Text passage —
Recently, my wife and I visited a U-pick blueberry farm in the upper Hood River Valley. Our son and granddaughter joined us to help with the harvest.
Upon arrival, mourning doves crooned in the surrounding forest. A smear of clouds waltzed across the summer sky. An acre of mature bushes, loaded with ripe fruit, beckoned.
The farm is located on Dee Flats, near our old stomping grounds adjacent to the Mt. Hood National Forest. This plateau of volcanic rock is noted for the depth of its topsoil. Fruit orchards prosper in the fertile sediment deposited over time by winds that scour the Lost Lake Canyon.
We live in town now, 15 miles downriver, but for over 35 years had a small house within a mile of the berry patch. In years past, I ran the roads of this plateau to alleviate the stress of work and parenting. Later, when recovering from a stem cell transplant for my cancer, multiple myeloma, I recuperated with daily walks around the cultivated blocks of pear orchards. Often, my youngest son and his goofy dogs accompanied me on the circuit of farms.

Listed entries —
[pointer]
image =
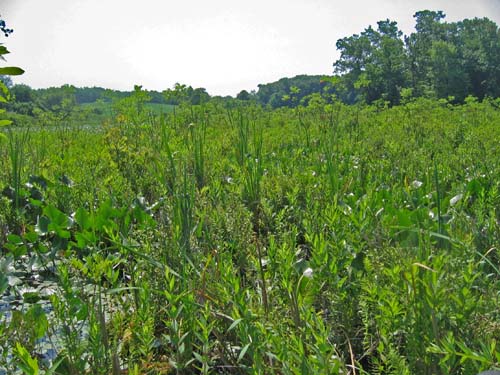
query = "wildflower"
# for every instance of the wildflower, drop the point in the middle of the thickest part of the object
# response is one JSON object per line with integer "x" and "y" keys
{"x": 308, "y": 272}
{"x": 416, "y": 184}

Work instruction — Extend the blueberry farm passage, beginning after the sentence about the youngest son and his goofy dogs on the circuit of farms. The rows are not needed for this exercise.

Reply —
This visit to the former neighborhood evoked memories of family history. It was here that we sank roots deep into a mountain community and made a small Oregon town our home. One son, Noah, has moved away, yet it was he who pined most for the homestead of his youth when we sold the house.
The other son, Isaac, the aforementioned youngest, chose to remain in the valley. His family resides close to Dee, along the east fork of the Hood River. He and his little girl, Savannah, joined us shortly after our arrival.
The plump berries rolled off their stems and through our fingers like marbles. Within moments, blue streaks from the irresitible fruit colored Savvy’s cheeks. Our buckets filled quickly. Soon, 43 pounds tipped the scales at the pay station.
So too, my heart felt the sweet weight of reminiscence on what we’ve known together: the joys, the hopes, love and pain, the investment into and profit from nurturing children, the confidence instilled, the fear and missteps, the forgiveness, and, most of all, the shared trust for the journey, not the destination.
Savannah gobbled the berries. Like a famished bear cub, she could not stop. The day seemed perfect and life simple. I imagine, though, uncertainties await her, as they do for any child. Given my age, I can never know what solutions she will choose. Yet, I am consoled. She has excellent guides.
We split our bounty to freeze for the winter months. Doves continued their serenade. More pickers arrived. Their children darted among the bush rows to enjoy the natural candy of blueberries. We paused a moment for photos in the morning light, then departed.